===== Supplied material =====

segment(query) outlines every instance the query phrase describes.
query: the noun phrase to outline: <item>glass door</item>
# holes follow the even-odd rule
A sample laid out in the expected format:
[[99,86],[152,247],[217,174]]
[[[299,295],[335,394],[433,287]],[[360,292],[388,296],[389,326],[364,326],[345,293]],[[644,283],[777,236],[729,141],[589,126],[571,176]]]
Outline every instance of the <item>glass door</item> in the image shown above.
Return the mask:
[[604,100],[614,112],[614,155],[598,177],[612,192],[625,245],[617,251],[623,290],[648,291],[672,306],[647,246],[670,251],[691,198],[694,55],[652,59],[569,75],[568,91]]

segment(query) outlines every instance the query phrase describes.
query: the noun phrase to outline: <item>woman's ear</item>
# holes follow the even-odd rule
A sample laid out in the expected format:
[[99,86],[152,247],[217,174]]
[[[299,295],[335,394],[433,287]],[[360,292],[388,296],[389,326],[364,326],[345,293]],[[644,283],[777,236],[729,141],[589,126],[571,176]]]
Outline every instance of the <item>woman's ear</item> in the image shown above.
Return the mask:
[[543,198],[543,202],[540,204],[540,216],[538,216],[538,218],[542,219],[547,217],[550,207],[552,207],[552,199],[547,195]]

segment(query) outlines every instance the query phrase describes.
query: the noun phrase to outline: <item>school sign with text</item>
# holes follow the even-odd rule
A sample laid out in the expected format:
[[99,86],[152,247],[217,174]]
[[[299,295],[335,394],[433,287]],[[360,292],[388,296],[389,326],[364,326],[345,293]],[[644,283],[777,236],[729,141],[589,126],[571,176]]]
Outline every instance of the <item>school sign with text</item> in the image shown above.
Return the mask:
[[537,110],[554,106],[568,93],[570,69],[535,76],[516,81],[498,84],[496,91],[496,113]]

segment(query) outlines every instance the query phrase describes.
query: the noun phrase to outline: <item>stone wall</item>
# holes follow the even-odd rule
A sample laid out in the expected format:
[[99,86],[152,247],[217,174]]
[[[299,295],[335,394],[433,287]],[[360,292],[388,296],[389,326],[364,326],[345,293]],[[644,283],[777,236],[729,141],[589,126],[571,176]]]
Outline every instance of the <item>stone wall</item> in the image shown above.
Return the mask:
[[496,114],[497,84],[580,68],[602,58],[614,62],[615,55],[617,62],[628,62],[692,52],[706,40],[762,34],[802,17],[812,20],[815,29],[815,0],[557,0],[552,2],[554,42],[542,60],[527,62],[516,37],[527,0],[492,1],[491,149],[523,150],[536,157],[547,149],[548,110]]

=====

§ **Your instructions**
Work out how many lines of the records above contain the string "with". Give only the number.

§ **Final result**
2